‘After the Quake’ video by Aayush Niroula.
On April 25, Nepal was struck by a massive, 7.8-magnitude earthquake that devastated the area. Weeks later, on May 12, the region suffered from a second quake. The dual disasters killed at least 8,500, injured thousands, and left survivors afraid to sleep indoors. Together, the quakes are the deadliest-ever to have hit the country.
But despite all of this, just days after the quake, volunteers started pouring into Bir Hospital in Kathmandu. “My father is staff here so he was busy inside [the hospital]. I saw that there were a lot of patients coming in and not enough people to help. I started to lift and carry the patients,” Saral Aryal, 20, told film-maker Aayush Niroula, who spoke to volunteers at the hospital. Jugal Tandukar, 31, also helped: “ Four young guys were bringing in casualties all day, from one o’clock to four or five continuously, and seeing them we thought we should also do something. We could also do that much. So that’s why we helped.”
What started as a small group of independent volunteers quickly grew. “On the first day there were five of us, the next day it was 15-20, third day there were 60. Afterwards, we were 300 and I heard, even 600 of us.” Tandukar said. Niroula added: “On about the third day when they had a little time to reflect on their numbers and growth they also decided on a name, I to We.”
The volunteers worked ceaselessly to help the ill and injured. One, 29-year-old Arvind Pal, said he went days without food or water because he was so busy: “With the chaos going on, food was really not the priority.”
Now, says Niroula, there are fewer volunteers. The hospital is again run by staff, and the rush of incoming patients has slowed. But the volunteers appear committed, no matter what. “I hope this disaster goes away soon,” said Aryal. “But as long as it is here, there will always be help. I will at least always be helping.”

Provided records:
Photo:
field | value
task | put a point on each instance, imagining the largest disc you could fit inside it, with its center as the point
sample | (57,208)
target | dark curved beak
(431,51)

Task list:
• a. According to the Nepal earthquake article, what was the magnitude of the April 25 earthquake?
• b. Reproduce the Nepal earthquake article from "On April 25, Nepal" to "hit the country.".
• c. Condense the paragraph of the Nepal earthquake article that begins "What started as a small group" into a shorter version that keeps its main facts.
The rows have no connection to the Nepal earthquake article.

Answers by item:
• a. 7.8

• b.
On April 25, Nepal was struck by a massive, 7.8-magnitude earthquake that devastated the area. Weeks later, on May 12, the region suffered from a second quake. The dual disasters killed at least 8,500, injured thousands, and left survivors afraid to sleep indoors. Together, the quakes are the deadliest-ever to have hit the country.

• c. The independent volunteer group grew fast, according to Tandukar: five on the first day, 15–20 on the second, 60 on the third, and later 300 or reportedly even 600. Niroula said that around the third day the volunteers chose the name "I to We."